Bild: Szene aus "Im Visier" von Jacqes Tardi.
Jacques Tardi hat immer schon gern zurückgeschaut. Einerseits unter mehr
oder minder ironisch gefärbten nostalgischen Vorzeichen, wie in "Adeles
ungewöhnliche Abenteuer" (1976-1998), einer in der Belle Epoque
angesiedelten Kolportageserie, oder in seinen bisher fünf Adaptationen der
Detektivromane Léo Malets, die im Paris der Vierziger und Fünfziger
spielen.
Andererseits ist Tardis obsessive Beschäftigung mit der Vergangenheit von
einem humanistisch-anarchistischen Furor geprägt: In "Die Macht des Volkes"
(2001-2004) schilderte er den Untergang der Pariser Kommune, und in
mehreren Arbeiten - zuletzt in "Elender Krieg" (2008/2009) - setzte er sich
intensiv mit den Grabengemetzeln des Ersten Weltkrieges auseinander.
Zu den Höhepunkten seines umfangreichen Werks zählt die Zusammenarbeit mit
dem 1995 verstorbenen Jean-Patrick Manchette, der in den Siebzigern mit
seinen lakonischen, amerikanischen Vorbildern verpflichteten Thrillern den
französischen Roman Noir gründlich erneuerte. Manchette schrieb das
Szenario zu "Der Schnüffler" (1978); ein weiteres Album kam nicht über die
Planung hinaus.
## Blick zurück
Dafür hat Tardi in den letzten Jahren begonnen, die Romane Manchettes in
Graphic Novels umzusetzen. Vor sechs Jahren erschien die Adaptation von
"Killer stellen sich nicht vor", nun folgt "Im Visier". Wieder geht der
Blick Tardis also zurück - denn so modern Manchette seinerzeit war,
inzwischen ist er ein Klassiker.
Martin Terrier, die Hauptfigur von "Im Visier", ist ein Profikiller. Er ist
noch jung und sehr gut in dem Geschäft, das er seit knapp zehn Jahren
betreibt. Aber er will aussteigen. Er macht mit seiner Freundin Schluss,
kündigt seine Pariser Wohnung und fährt in die Provinzstadt, in der er
aufgewachsen ist. Dort wohnt Alice, sein Jugendschwarm, eine höhere
Tochter.

Schriftlicher Auftrag A: Zitieren Sie wörtlich den Abschnitt aus dem Text über Jacques Tardi, der mit den Worten „Andererseits ist Tardis“ beginnt und mit „Planung hinaus.“ endet.

Einträge:
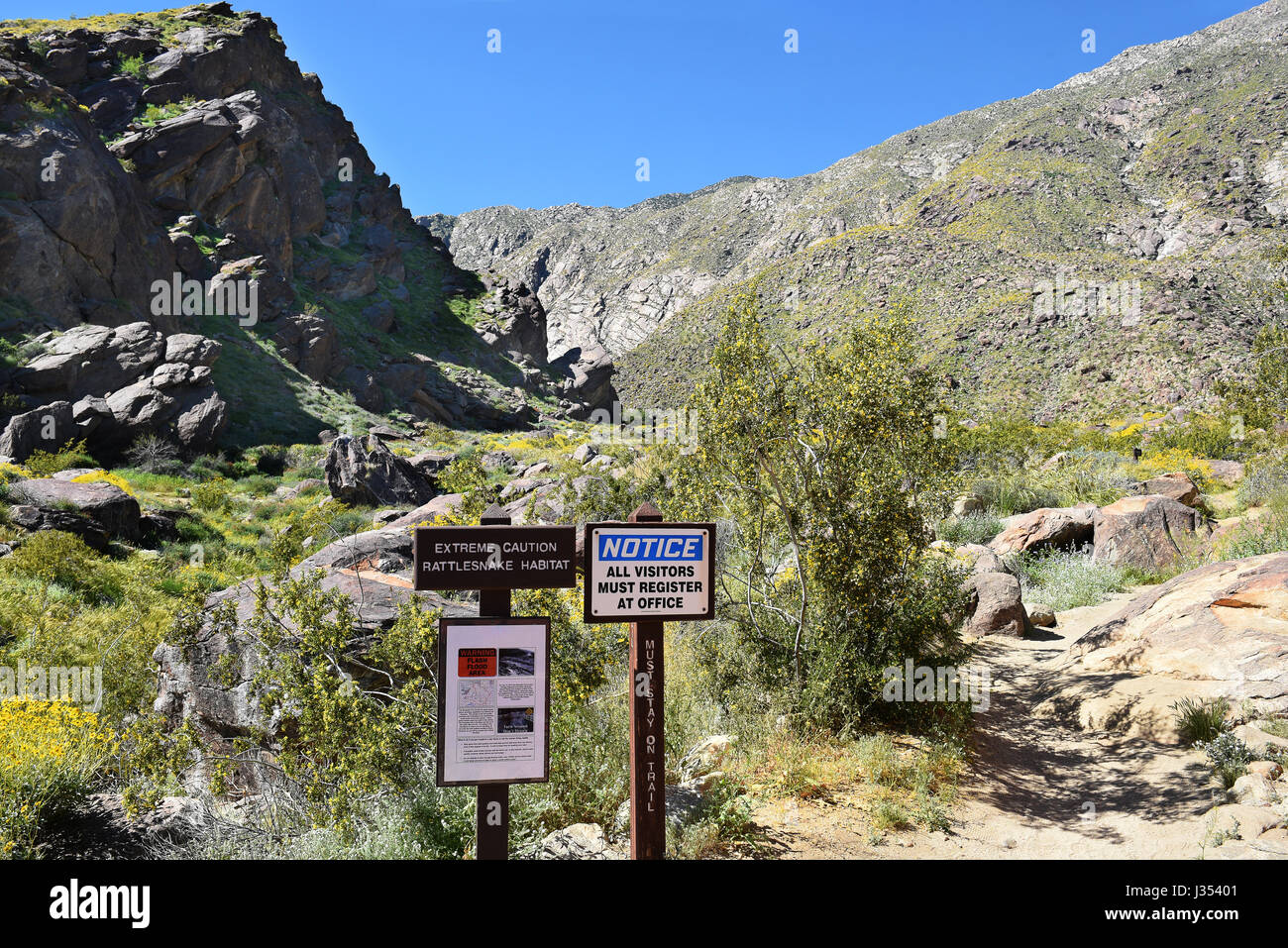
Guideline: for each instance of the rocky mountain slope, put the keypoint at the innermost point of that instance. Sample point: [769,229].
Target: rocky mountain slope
[193,243]
[1113,241]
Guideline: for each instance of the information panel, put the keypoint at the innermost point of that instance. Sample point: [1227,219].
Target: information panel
[493,700]
[636,572]
[529,557]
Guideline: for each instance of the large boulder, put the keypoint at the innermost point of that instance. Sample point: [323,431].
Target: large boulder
[1223,627]
[111,384]
[362,472]
[108,506]
[996,605]
[1149,532]
[210,682]
[309,343]
[1044,528]
[40,429]
[514,321]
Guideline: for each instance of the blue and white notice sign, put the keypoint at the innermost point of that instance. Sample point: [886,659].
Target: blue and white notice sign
[649,571]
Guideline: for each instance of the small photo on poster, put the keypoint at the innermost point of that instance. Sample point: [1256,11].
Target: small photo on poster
[514,720]
[478,693]
[518,661]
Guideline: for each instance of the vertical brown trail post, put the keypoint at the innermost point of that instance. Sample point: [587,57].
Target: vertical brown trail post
[648,747]
[492,820]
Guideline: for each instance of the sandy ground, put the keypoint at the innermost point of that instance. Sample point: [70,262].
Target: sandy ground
[1037,789]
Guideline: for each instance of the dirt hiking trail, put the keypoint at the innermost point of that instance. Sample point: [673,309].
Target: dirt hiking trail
[1035,789]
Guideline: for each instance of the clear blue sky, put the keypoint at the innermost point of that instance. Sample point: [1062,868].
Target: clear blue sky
[703,89]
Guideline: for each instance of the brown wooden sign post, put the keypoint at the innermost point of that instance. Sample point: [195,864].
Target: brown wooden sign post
[648,737]
[494,558]
[645,572]
[492,820]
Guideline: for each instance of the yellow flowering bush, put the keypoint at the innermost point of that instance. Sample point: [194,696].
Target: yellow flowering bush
[106,476]
[1172,460]
[50,754]
[13,472]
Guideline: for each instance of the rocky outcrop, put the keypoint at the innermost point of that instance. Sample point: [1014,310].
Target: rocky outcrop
[107,506]
[1149,533]
[366,473]
[996,605]
[1044,528]
[982,218]
[210,682]
[514,322]
[1218,631]
[1179,487]
[187,172]
[110,385]
[1225,623]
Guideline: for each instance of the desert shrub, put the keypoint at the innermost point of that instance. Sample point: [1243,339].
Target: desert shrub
[1170,460]
[465,475]
[51,754]
[1068,579]
[1205,436]
[270,459]
[824,469]
[207,468]
[303,458]
[1228,755]
[1262,483]
[969,528]
[1261,395]
[1201,721]
[214,496]
[1261,535]
[43,464]
[154,455]
[342,743]
[13,472]
[1017,492]
[64,559]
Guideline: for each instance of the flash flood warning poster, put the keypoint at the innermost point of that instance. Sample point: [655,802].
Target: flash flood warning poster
[493,702]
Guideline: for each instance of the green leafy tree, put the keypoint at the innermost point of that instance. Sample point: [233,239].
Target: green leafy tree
[824,466]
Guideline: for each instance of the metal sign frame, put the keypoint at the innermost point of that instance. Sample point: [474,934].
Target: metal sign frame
[634,527]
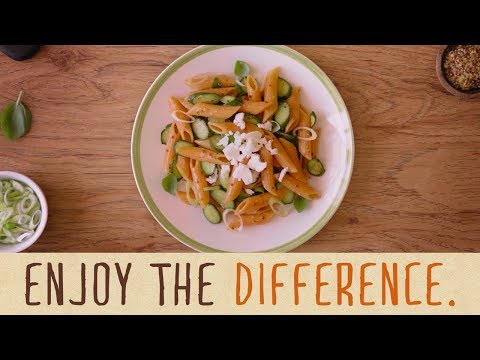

Schriftlicher Auftrag B: Suchen Sie aus den Einträgen jede Zeile heraus, welche die Zeichenfolge „hiking“ enthält, und geben Sie diese Zeilen unverändert wieder. Dabei ist die Groß- und Kleinschreibung zu beachten.

Vollständige Antwort A:
Andererseits ist Tardis obsessive Beschäftigung mit der Vergangenheit von
einem humanistisch-anarchistischen Furor geprägt: In "Die Macht des Volkes"
(2001-2004) schilderte er den Untergang der Pariser Kommune, und in
mehreren Arbeiten - zuletzt in "Elender Krieg" (2008/2009) - setzte er sich
intensiv mit den Grabengemetzeln des Ersten Weltkrieges auseinander.
Zu den Höhepunkten seines umfangreichen Werks zählt die Zusammenarbeit mit
dem 1995 verstorbenen Jean-Patrick Manchette, der in den Siebzigern mit
seinen lakonischen, amerikanischen Vorbildern verpflichteten Thrillern den
französischen Roman Noir gründlich erneuerte. Manchette schrieb das
Szenario zu "Der Schnüffler" (1978); ein weiteres Album kam nicht über die
Planung hinaus.

Vollständige Antwort B:
Guideline: for each instance of the dirt hiking trail, put the keypoint at the innermost point of that instance. Sample point: [673,309].
Target: dirt hiking trail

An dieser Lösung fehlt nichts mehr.